(Data entries)
------------------------------
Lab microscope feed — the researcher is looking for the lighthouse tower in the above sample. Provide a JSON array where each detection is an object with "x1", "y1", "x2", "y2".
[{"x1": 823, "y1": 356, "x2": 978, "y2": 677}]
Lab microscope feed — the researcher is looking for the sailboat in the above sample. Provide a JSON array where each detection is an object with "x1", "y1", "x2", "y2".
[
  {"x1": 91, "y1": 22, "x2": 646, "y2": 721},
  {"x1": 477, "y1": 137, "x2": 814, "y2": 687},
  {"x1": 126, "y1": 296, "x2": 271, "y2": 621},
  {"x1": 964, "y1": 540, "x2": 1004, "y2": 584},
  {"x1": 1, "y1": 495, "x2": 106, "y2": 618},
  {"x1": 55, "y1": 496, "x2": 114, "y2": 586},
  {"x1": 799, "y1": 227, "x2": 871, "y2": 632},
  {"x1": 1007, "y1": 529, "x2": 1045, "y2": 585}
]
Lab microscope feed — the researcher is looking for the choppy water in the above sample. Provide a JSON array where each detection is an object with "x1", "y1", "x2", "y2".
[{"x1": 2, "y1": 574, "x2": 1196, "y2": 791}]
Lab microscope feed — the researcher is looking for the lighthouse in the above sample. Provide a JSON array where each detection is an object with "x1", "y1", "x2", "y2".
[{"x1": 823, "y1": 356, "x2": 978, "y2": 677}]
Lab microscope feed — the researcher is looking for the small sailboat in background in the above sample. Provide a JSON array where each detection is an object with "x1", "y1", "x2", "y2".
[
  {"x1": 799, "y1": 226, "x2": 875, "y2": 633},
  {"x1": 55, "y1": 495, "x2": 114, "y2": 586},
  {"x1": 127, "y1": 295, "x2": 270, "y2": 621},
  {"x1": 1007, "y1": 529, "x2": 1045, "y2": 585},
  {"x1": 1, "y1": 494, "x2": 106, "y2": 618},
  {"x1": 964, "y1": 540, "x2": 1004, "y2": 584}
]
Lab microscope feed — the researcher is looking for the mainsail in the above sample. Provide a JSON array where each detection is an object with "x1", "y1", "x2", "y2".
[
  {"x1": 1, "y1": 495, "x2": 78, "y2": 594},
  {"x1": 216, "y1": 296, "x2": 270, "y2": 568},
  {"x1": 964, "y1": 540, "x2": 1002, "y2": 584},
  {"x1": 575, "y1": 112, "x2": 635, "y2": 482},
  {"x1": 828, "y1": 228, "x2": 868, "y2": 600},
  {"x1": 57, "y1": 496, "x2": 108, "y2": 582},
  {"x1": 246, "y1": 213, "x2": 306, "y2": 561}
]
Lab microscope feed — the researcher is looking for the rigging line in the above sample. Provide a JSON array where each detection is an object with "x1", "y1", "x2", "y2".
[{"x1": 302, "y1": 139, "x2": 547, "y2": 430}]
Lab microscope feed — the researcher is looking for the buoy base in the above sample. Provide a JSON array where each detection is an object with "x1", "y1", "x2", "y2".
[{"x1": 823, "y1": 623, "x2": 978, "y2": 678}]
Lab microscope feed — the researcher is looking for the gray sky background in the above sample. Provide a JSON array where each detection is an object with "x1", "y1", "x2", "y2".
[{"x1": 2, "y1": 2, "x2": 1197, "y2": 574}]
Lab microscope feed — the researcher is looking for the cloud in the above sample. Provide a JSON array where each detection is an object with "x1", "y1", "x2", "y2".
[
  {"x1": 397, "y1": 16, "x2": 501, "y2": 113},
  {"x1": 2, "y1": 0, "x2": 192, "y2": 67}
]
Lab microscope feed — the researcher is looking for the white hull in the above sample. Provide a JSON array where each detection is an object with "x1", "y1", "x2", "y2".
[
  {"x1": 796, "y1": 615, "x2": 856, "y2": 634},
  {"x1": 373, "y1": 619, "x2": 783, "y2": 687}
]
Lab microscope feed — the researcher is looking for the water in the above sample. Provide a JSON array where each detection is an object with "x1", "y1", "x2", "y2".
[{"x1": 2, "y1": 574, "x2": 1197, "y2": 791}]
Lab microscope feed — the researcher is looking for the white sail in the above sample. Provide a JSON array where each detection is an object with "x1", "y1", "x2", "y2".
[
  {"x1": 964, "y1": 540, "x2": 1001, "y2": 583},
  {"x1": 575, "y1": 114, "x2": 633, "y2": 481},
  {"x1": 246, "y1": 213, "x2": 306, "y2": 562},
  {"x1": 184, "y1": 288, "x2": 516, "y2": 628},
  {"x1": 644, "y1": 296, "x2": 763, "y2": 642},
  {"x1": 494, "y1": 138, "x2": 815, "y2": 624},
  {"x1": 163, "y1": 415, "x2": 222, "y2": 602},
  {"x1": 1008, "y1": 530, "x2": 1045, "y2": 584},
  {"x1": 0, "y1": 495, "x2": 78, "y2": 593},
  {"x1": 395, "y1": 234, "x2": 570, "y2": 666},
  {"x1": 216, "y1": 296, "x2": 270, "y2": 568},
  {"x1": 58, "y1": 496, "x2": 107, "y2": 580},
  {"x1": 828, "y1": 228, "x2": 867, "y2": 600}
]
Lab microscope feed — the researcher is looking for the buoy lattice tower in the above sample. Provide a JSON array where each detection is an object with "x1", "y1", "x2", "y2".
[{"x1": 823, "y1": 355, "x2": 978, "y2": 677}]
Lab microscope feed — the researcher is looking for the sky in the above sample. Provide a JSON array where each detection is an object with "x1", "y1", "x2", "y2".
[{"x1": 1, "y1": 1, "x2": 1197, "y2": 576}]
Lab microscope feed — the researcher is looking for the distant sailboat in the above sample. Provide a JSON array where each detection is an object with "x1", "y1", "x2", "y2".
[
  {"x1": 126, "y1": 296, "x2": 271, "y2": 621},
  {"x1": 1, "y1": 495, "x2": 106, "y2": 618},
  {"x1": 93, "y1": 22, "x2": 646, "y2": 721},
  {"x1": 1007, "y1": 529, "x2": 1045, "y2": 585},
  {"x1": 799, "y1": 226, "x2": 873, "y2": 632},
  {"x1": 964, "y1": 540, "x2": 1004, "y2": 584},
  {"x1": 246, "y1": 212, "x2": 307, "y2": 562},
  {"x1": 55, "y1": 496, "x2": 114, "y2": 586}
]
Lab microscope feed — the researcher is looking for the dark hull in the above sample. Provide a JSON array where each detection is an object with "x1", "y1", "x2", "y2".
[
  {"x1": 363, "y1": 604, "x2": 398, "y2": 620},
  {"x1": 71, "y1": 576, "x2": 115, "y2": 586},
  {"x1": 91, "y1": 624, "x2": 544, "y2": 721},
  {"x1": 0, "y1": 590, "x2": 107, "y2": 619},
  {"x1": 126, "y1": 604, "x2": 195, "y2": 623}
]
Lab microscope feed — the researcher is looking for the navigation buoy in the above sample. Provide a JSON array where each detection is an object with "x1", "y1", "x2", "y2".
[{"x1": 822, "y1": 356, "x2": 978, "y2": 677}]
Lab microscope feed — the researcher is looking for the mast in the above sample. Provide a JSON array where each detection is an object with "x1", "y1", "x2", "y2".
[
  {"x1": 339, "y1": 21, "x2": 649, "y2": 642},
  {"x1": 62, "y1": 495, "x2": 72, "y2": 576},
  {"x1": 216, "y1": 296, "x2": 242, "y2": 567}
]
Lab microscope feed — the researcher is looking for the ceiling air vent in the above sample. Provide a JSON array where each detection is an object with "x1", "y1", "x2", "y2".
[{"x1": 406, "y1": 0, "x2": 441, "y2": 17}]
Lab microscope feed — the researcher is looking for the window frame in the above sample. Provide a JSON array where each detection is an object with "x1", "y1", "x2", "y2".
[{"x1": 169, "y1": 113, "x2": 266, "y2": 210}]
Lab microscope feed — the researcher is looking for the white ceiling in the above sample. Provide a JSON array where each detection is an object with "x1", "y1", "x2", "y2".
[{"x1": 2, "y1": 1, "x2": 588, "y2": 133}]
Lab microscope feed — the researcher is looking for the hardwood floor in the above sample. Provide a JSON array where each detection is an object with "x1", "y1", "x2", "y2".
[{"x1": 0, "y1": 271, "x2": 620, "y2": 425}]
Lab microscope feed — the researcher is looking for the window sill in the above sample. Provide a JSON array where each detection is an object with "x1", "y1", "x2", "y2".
------------------------------
Task goal »
Only the lines from the one that contains "Lab microscope feed — the researcher is looking for the hardwood" to the end of the data should be output, exactly as they appear.

Solution »
Lab microscope feed — the researcher is looking for the hardwood floor in the above sample. Provide a JSON array where each detection is an object with "x1", "y1", "x2", "y2".
[{"x1": 0, "y1": 271, "x2": 620, "y2": 425}]
Lab microscope feed — the researcher is looking for the window sill in the above sample. Provide a JSON array where each detection is an object with "x1", "y1", "x2", "y2".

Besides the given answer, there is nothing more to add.